[Recorded data]
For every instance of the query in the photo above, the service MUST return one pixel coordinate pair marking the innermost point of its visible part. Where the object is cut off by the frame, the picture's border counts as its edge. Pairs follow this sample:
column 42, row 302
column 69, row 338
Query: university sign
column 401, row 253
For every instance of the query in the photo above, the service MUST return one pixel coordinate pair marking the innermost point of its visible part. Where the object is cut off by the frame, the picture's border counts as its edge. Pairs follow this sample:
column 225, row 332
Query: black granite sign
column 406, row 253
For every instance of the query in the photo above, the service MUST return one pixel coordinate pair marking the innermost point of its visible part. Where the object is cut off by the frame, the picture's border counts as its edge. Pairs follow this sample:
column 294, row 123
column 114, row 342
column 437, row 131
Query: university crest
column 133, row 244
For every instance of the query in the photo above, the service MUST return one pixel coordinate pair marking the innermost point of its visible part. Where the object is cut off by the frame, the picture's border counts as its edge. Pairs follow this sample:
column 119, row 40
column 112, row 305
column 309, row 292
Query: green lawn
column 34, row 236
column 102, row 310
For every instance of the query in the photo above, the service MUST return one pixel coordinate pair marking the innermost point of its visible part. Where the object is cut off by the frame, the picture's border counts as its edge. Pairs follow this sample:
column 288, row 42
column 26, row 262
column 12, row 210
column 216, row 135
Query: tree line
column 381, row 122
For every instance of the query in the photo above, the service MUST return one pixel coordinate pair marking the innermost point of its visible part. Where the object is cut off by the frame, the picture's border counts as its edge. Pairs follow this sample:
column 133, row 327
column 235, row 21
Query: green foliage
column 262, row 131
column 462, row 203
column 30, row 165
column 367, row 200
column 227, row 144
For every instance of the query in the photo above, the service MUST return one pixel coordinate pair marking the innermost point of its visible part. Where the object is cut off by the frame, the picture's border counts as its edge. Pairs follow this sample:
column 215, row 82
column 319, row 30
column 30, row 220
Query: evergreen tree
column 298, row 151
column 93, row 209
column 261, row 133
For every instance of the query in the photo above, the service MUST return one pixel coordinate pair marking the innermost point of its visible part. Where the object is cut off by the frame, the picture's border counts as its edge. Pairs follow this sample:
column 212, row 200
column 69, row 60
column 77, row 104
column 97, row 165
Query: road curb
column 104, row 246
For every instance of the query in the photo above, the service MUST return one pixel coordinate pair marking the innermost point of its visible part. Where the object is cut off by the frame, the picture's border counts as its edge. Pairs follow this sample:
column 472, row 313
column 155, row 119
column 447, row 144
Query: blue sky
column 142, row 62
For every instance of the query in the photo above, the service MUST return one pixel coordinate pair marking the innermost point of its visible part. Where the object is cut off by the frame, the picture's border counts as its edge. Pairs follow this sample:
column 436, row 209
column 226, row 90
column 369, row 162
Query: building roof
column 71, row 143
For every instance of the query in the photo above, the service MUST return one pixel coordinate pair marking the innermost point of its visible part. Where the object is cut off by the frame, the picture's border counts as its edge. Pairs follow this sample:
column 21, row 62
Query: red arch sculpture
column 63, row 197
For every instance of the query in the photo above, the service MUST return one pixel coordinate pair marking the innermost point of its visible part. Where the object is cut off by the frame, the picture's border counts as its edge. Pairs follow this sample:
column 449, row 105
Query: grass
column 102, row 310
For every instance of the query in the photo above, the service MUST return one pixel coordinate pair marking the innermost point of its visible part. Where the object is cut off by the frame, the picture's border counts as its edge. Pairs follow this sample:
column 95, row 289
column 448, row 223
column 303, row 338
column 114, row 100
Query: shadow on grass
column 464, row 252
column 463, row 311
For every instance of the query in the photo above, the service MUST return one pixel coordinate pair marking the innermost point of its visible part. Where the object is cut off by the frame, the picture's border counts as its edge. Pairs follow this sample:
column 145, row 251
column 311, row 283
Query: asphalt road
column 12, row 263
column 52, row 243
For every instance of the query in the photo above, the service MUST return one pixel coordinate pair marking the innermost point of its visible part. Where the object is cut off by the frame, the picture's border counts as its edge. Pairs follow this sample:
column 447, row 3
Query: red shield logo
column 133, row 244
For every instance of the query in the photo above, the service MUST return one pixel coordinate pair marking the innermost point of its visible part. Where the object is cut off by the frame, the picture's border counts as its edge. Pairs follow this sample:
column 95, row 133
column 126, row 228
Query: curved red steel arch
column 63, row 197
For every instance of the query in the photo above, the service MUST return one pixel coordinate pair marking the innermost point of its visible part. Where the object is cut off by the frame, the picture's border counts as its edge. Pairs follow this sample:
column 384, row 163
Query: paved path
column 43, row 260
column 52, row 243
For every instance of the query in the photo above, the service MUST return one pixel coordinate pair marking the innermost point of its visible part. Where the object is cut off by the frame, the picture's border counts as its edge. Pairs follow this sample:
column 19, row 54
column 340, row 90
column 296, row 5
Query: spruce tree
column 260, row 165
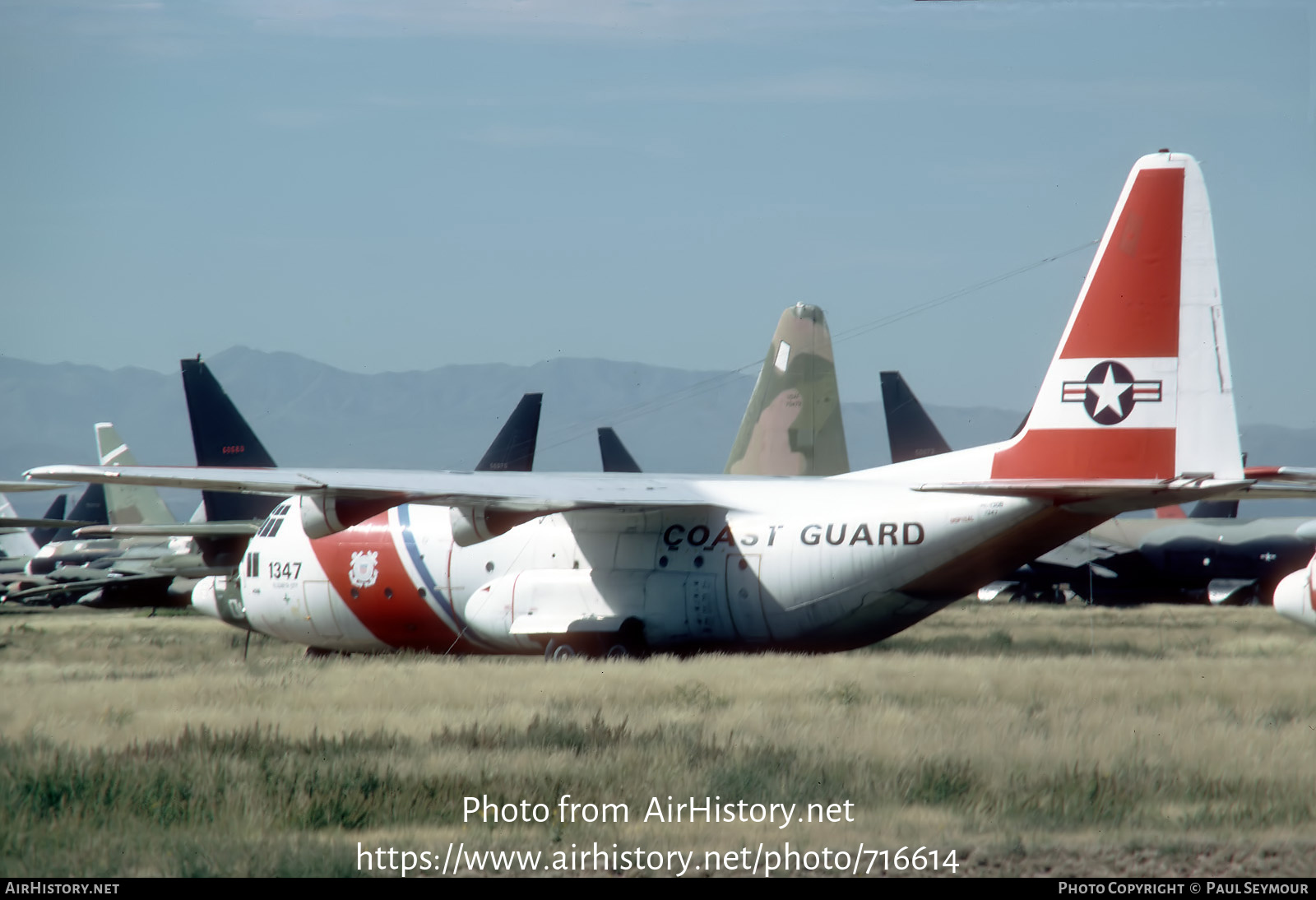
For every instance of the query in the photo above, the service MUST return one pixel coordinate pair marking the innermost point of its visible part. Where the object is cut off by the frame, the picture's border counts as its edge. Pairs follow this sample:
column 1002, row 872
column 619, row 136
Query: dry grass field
column 1030, row 740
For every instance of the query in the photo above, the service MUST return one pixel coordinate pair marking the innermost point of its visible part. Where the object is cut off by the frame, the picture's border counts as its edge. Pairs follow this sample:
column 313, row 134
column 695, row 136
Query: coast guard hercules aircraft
column 1136, row 411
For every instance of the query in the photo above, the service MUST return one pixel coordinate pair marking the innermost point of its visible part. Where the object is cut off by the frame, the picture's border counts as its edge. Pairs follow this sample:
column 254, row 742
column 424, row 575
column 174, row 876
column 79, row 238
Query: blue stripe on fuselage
column 428, row 578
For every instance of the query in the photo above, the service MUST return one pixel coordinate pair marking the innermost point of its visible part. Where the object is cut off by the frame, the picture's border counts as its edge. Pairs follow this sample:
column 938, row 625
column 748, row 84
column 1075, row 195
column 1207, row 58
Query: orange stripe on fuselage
column 1132, row 304
column 1089, row 452
column 401, row 620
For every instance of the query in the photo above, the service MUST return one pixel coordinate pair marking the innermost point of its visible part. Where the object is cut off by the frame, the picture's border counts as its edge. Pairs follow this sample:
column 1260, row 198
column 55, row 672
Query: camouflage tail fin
column 793, row 424
column 221, row 437
column 128, row 504
column 910, row 429
column 513, row 447
column 616, row 458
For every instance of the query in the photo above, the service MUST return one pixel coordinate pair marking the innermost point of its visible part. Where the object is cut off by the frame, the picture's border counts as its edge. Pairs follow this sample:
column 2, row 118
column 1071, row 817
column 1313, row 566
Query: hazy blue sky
column 392, row 186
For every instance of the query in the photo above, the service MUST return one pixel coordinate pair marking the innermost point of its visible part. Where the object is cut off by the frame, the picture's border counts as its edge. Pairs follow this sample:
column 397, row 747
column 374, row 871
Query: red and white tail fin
column 1140, row 383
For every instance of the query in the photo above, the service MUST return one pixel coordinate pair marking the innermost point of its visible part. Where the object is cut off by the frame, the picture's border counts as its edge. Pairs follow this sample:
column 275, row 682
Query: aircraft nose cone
column 1294, row 597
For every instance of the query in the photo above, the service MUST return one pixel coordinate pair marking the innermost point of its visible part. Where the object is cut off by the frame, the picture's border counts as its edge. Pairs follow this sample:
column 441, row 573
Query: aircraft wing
column 16, row 487
column 10, row 522
column 530, row 492
column 178, row 529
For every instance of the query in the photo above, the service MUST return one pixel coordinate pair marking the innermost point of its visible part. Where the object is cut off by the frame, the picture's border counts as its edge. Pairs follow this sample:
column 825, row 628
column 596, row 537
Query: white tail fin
column 1140, row 384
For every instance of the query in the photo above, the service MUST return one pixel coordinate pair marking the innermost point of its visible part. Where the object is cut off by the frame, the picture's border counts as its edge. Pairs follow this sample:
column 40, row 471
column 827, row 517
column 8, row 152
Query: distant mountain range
column 309, row 414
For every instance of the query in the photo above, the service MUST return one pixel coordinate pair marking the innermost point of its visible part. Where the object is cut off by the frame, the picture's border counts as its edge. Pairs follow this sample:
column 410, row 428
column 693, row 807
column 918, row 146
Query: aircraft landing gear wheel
column 559, row 652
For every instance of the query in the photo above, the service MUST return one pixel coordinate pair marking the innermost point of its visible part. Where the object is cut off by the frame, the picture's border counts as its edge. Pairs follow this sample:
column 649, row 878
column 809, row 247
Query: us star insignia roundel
column 365, row 568
column 1110, row 392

◆ **EXERCISE PROMPT**:
Update the listing from its first line up to and including the line with "column 42, row 302", changing "innermost" to "deepest" and leaving everything else as it stands. Return only those lines.

◆ **ANSWER TO THIS PROBLEM**:
For every instance of the query in the photo above, the service MUST return one pixel coordinate pair marking the deepest point of its visible part. Where the object is cut off by the frame, the picture's border counts as its edge. Pairs follow this sample:
column 42, row 302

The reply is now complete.